Please rewrite the rows below, replacing "single pin" with "single marker" and leaving everything else unchanged.

Collected data:
^^^^^^^^^^^^^^^^
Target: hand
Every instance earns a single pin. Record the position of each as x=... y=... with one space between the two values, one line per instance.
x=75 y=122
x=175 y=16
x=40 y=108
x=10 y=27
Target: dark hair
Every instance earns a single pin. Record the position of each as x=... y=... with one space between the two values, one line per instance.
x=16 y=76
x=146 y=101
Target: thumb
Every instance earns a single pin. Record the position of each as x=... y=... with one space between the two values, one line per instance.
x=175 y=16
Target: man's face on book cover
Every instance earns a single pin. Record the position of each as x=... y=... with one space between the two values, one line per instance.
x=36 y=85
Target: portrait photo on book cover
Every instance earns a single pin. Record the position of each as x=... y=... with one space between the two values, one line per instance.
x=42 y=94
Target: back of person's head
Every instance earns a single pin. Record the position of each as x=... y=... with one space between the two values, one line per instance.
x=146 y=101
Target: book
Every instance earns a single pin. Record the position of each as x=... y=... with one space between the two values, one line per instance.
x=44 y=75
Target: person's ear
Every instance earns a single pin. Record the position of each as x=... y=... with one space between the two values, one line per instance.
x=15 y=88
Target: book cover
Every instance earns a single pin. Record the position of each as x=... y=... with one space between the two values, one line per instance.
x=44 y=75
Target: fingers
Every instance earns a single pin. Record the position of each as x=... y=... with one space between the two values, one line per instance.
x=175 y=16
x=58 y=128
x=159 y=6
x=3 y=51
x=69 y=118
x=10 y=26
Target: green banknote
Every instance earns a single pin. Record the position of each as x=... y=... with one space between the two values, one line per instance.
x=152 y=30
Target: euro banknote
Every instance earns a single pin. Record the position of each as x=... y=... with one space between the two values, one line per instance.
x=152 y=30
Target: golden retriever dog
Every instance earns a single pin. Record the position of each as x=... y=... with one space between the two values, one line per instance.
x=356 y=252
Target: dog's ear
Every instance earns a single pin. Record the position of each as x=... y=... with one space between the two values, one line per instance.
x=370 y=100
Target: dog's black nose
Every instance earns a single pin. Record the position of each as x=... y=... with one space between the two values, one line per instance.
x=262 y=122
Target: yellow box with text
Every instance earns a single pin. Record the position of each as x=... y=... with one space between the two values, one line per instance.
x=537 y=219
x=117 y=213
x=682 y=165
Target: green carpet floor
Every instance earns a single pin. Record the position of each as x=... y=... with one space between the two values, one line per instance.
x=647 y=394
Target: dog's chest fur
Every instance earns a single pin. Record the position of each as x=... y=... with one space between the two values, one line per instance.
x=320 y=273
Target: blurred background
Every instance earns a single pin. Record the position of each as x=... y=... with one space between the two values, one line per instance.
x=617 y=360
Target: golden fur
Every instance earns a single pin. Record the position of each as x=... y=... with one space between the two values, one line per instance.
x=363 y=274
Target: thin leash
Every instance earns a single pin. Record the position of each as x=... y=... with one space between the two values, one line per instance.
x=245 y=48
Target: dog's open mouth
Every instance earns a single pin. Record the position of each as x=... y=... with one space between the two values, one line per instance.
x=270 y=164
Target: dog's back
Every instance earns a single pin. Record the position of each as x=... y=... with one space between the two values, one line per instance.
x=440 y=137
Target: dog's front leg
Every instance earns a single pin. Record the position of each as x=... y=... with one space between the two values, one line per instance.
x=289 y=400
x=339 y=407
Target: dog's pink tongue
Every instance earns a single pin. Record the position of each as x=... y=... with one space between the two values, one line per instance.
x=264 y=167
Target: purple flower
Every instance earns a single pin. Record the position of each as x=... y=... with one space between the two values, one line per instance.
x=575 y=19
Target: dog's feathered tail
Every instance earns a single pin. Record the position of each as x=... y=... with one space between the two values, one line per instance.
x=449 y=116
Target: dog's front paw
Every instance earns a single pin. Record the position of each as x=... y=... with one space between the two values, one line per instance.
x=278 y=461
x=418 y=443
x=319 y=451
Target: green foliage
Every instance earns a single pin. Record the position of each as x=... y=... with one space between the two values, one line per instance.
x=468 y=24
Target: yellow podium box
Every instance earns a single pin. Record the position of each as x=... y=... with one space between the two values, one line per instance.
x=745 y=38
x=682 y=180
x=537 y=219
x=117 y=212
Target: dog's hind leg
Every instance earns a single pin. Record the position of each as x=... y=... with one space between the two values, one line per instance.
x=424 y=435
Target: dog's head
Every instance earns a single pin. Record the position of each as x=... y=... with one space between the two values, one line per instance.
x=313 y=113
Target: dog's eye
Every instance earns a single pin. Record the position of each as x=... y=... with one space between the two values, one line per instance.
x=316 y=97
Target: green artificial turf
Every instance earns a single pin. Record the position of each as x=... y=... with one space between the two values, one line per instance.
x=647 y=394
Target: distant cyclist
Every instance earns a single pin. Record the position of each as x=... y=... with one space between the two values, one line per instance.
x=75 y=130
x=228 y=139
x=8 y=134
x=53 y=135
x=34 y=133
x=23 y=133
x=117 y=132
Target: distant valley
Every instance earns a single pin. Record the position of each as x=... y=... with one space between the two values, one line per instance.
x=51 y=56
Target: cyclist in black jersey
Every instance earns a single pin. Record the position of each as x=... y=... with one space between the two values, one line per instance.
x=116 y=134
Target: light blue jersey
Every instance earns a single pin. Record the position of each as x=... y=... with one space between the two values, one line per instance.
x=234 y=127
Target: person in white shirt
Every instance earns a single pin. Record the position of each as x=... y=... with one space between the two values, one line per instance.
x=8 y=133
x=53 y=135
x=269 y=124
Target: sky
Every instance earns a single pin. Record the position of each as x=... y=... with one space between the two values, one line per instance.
^^^^^^^^^^^^^^^^
* [Problem solution]
Target: hand
Every instance earns a single marker. Record the position of each as x=... y=... with one space between the two values, one line per instance.
x=75 y=122
x=175 y=16
x=40 y=108
x=10 y=27
Target: dark hair
Every instance earns a single marker. Record the position of each as x=... y=... with one space between the two values, one line per instance.
x=16 y=76
x=146 y=101
Target: thumb
Every instance earns a single marker. Record the position of each as x=... y=... with one space between the two values, one line per instance.
x=175 y=16
Target: man's face on book cover
Every instance earns a single marker. Record the position of each as x=... y=... with one space between the two values, one line per instance.
x=36 y=85
Target: portrait photo on book cover
Every instance earns a single marker. Record the position of each as x=... y=... with one space between the two values, one line per instance.
x=42 y=94
Target: back of person's head
Every instance earns a single marker. Record the position of each as x=... y=... with one space between the two values, one line per instance.
x=146 y=101
Target: book
Every instance earns a single marker. Record the position of each as x=... y=... with one space between the two values, one line per instance.
x=44 y=75
Target: person's ear
Every instance earns a single marker. Record the position of each as x=... y=... with one space between the two values, one line per instance.
x=15 y=88
Target: book cover
Every instance earns a single marker. Record the position of each as x=... y=... with one space between the two values, one line per instance.
x=44 y=75
Target: fingers
Every instance earns a single marker. Record the position of each as x=... y=... with one space between the two values, one line per instance.
x=175 y=16
x=58 y=128
x=159 y=6
x=3 y=51
x=69 y=118
x=10 y=26
Target: green banknote
Every instance earns a single marker. Record the position of each as x=... y=... with one space between the two values, one line per instance.
x=152 y=30
Target: euro banknote
Every instance earns a single marker. Record the position of each as x=... y=... with one space between the two values, one line per instance.
x=152 y=30
Target: golden retriever dog
Every instance earns a single marker. Record the position of each as x=... y=... with one space between the two values, one line per instance.
x=356 y=252
Target: dog's ear
Every instance earns a single marker. Record the position of each as x=... y=... with one space between the two values, one line per instance.
x=370 y=100
Target: dog's black nose
Every instance earns a single marker. Record the position of each as x=... y=... with one space between the two values, one line per instance.
x=262 y=122
Target: yellow box with text
Every instance earns a single marker. Record the position of each as x=... y=... with one space between the two values, one line per instance.
x=537 y=219
x=117 y=213
x=682 y=165
Target: green carpet floor
Every instance earns a single marker. Record the position of each as x=... y=... with one space between the two values, one line per instance.
x=647 y=394
Target: dog's chest fur
Every instance earns a single marker. Record the position of each as x=... y=... with one space between the two values, one line per instance.
x=320 y=273
Target: blurred background
Every instance earns a single marker. Record the position of each as x=... y=... with one space between the two values, one line per instance.
x=617 y=360
Target: golden fur
Every instance earns a single marker. Record the position of each as x=... y=... with one space between the two values, one line per instance.
x=363 y=274
Target: thin leash
Every instance earns a single marker. Record the position of each as x=... y=... with one space between the two values, one line per instance.
x=245 y=48
Target: dog's open mouth
Every instance earns a single marker. Record the position of each as x=... y=... with one space between the two values, one line per instance.
x=270 y=164
Target: dog's back
Every instance earns a single marker. Record the position of each as x=... y=... with one space between the two values, one line per instance.
x=440 y=137
Target: dog's front leg
Every instance earns a single marker. Record the position of each as x=... y=... with one space between the two values, one line per instance.
x=289 y=400
x=339 y=407
Target: dog's pink tongue
Every instance earns a single marker. Record the position of each as x=... y=... with one space between the two values, one line per instance.
x=264 y=167
Target: purple flower
Every instance earns a single marker. Record the position of each as x=... y=... with one space between the two values, one line per instance.
x=575 y=19
Target: dog's feathered tail
Every instance earns a single marker. Record the position of each as x=... y=... with one space between the two values, one line per instance.
x=449 y=116
Target: dog's front paw
Every instance earns a single marker. Record the position of each as x=... y=... with one space between the two values, one line per instance.
x=278 y=461
x=418 y=443
x=319 y=451
Target: green foliage
Every instance earns a single marker. Record the position of each as x=... y=... with one space between the two values, one line per instance.
x=468 y=24
Target: yellow podium box
Every instance earns a single marker. Record the position of each as x=... y=... with one space between the two values, one line per instance.
x=745 y=38
x=682 y=180
x=537 y=219
x=117 y=212
Target: dog's hind leg
Every instance earns a single marker. Record the position of each as x=... y=... with one space between the two values, one line per instance.
x=424 y=435
Target: dog's head
Every instance earns a single marker. Record the position of each as x=... y=... with one space between the two values, one line per instance.
x=313 y=113
Target: dog's eye
Every instance earns a single marker. Record the position of each as x=... y=... with one space between the two values, one line per instance.
x=316 y=97
Target: green artificial turf
Every instance earns a single marker. Record the position of each as x=... y=... with one space between the two values, one line per instance.
x=647 y=394
Target: distant cyclist
Every instance earns a single marker. Record the position of each as x=... y=... with one space between the two values, one line per instance.
x=75 y=130
x=228 y=139
x=8 y=134
x=53 y=135
x=34 y=133
x=23 y=133
x=117 y=132
Target: distant valley
Every instance earns a single marker. Record the position of each as x=... y=... with one space between the two values, one line per instance.
x=51 y=56
Target: cyclist in black jersey
Every instance earns a single marker. Record the position of each as x=... y=... with one space between the two values, one line per instance.
x=116 y=134
Target: light blue jersey
Every instance earns a single marker. Record the position of each as x=... y=... with one space between the two values, one line per instance.
x=234 y=127
Target: person in white shirt
Every instance earns a single marker. Record the position of each as x=... y=... with one space between the two values, one line per instance.
x=8 y=133
x=53 y=135
x=269 y=124
Target: sky
Every instance earns a single marker. Record the position of each as x=... y=... with one space between the two values, one line per instance.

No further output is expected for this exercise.